Я могу нормально разговаривать о тех событиях, мне кошмары не снились. А брат тогда долго не мог спать один. Иногда начинал волноваться: «Вы не видите, вон там по крыше террористы ходят?» О пережитом в спортзале он не заговорил ни разу за 16 лет.
В Беслане я бываю, но никогда больше не оставалась там на первые числа сентября. Один раз, может быть, в конце девятого класса, когда я приехала туда, решила сходить в свою школу. Зашла в спортзал и сразу почувствовала тот запах: пота, крови и всей этой бомбежки, стрельбы. Мне кажется, там всё было пропитано им. Сразу вспомнила каждую деталь. Это было просто… Ужас — это даже мягко сказано. Больше я туда не ходила.
Алан Кулов, 27 лет, живет в городе Радужный Тюменской области. В школе был с младшим братом Олегом, тот погиб.
Я бы мог убежать, но не стал
Я окончил мединститут во Владикавказе. Сейчас у меня есть жена, 5 сентября исполнится девять месяцев нашему сыну Давидику. Дети — это хорошо, это новая жизнь. Именно Беслан подтолкнул меня к тому, чтобы стать врачом. После случившегося просто хотел защищать обычных людей. Собирался стать военным, даже спецназовцем, но из-за полученных в той школе травм не смог. У меня была черепно-мозговая травма — огнестрельное ранение в голову. Осколок попал в желудочек мозга. В России тогда извлечь его не смогли, таких операций не проводили. В 2005 году администрация Беслана собрала деньги, и меня прооперировали в клинике «Шарите» в Берлине.

СПИСОК ЗАДАНИЙ
1. Перепиши отрывок из рассказа о Беслане, начав с предложения со словами «В Беслане я» и закончив после слов «Олегом, тот погиб.». В этом отрывке замени «спортзал» на «актовый зал».
2. Продолжи рассказ о Беслане, начиная сразу после его последнего предложения.

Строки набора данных
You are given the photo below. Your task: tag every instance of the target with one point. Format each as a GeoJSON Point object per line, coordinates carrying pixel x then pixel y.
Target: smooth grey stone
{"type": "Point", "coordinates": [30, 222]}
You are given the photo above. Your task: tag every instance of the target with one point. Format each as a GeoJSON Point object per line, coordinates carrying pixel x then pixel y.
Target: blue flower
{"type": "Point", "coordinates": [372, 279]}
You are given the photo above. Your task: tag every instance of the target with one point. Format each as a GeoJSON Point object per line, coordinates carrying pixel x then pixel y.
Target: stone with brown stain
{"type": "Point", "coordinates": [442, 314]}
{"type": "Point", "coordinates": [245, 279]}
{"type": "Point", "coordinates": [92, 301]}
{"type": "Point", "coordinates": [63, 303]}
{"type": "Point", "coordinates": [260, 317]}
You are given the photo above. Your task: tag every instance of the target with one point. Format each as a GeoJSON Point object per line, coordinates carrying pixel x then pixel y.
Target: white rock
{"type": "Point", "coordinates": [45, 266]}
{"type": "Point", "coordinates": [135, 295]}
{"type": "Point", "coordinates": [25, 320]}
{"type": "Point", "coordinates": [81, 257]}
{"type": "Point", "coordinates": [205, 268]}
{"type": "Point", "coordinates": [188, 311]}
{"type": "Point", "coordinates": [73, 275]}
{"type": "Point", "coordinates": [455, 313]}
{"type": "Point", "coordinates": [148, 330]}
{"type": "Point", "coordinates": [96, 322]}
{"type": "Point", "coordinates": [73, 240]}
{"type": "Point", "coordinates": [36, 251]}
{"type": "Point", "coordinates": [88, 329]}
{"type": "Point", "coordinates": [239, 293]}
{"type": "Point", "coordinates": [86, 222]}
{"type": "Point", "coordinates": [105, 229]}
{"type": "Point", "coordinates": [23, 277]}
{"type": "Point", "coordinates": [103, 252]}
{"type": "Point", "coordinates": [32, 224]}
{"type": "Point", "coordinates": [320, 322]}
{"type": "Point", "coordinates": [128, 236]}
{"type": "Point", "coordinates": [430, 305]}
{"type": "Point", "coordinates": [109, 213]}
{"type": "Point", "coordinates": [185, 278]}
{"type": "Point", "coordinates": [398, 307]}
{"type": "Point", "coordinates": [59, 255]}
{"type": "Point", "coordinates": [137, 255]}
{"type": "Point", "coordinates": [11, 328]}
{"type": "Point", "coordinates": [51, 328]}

ИТОГИ УПРАЖНЕНИЯ
1.
В Беслане я бываю, но никогда больше не оставалась там на первые числа сентября. Один раз, может быть, в конце девятого класса, когда я приехала туда, решила сходить в свою школу. Зашла в актовый зал и сразу почувствовала тот запах: пота, крови и всей этой бомбежки, стрельбы. Мне кажется, там всё было пропитано им. Сразу вспомнила каждую деталь. Это было просто… Ужас — это даже мягко сказано. Больше я туда не ходила.
Алан Кулов, 27 лет, живет в городе Радужный Тюменской области. В школе был с младшим братом Олегом, тот погиб.

2.
В том страшном 2004 году я перешел в шестой класс. На линейку я пошел с братом, который был младше меня на три года, и дедушкой. Дедушка нас только до ворот довел, дальше мы с братом пошли к своим классам.
У меня была возможность убежать, когда начали стрелять. Я интуитивно начал двигаться в сторону задних ворот. Скорее всего, если бы поторопился, убежал. Но брата погнали в спортзал. Уйти без него я не мог.
Милость смертницы
В спортзале вначале было очень душно. Нас всех прижали к одному углу, дышать было нечем. Старшеклассников заставили выбить форточки.
Один человек возле меня начал громко успокаивать людей на осетинском, чтобы те слушались, не нервничали. Это не понравилось захватчикам, и они его убили.
Вначале носили воду, я даже один раз попил, хотя на тот момент вообще не хотел. Потом в следующие дни очень хотелось пить. Только один раз нам кинули мокрые тряпки. Я очень просил у девочки рядом, хотел приложиться к тряпке, но она не дала.
По террористам было видно, что они пришли сюда умереть. Шахидка мне дала сухофрукты. Известно, что одна из смертниц взорвалась. Не знаю, та ли, которая меня кормила. Я лично думаю, что женщина просто не хотела детей убивать, поэтому взорвалась.
Еще был один террорист, он немного знал осетинский. Мой одноклассник постоянно просил его отпустить, и этот человек успокаивал: «Вас отпустят, не переживай. Всё будет нормально».
Жестокие тоже были. Женщина-заложница пыталась поговорить с одним, он прямо на нее нацелил оружие, целился ей прямо в голову. Она взяла дуло рукой и говорит: «Стреляй!». Он убрал оружие.
Он с нами
Вначале я очень надеялся на спасение, молился Богу. Когда жажда начала одолевать, я просто ждал конца. На третий день случился взрыв. Мы с братом были недалеко друг от друга, но не вместе.
Я практически ничего не помню после взрыва. Помню только голос мамы в скорой помощи. Папа говорил, что я рассказывал, как видел оторванные конечности, но этого я тоже не помню.
Потом узнал, что во время взрыва брат погиб.
Мои родители очень тяжело это переживали. Ушли в себя. У меня была младшая сестра Диана. Она тогда еще не ходила в школу. После трагедии ей стали уделять очень мало внимания. Мне всегда было очень жалко ее, она ведь была совсем маленькая.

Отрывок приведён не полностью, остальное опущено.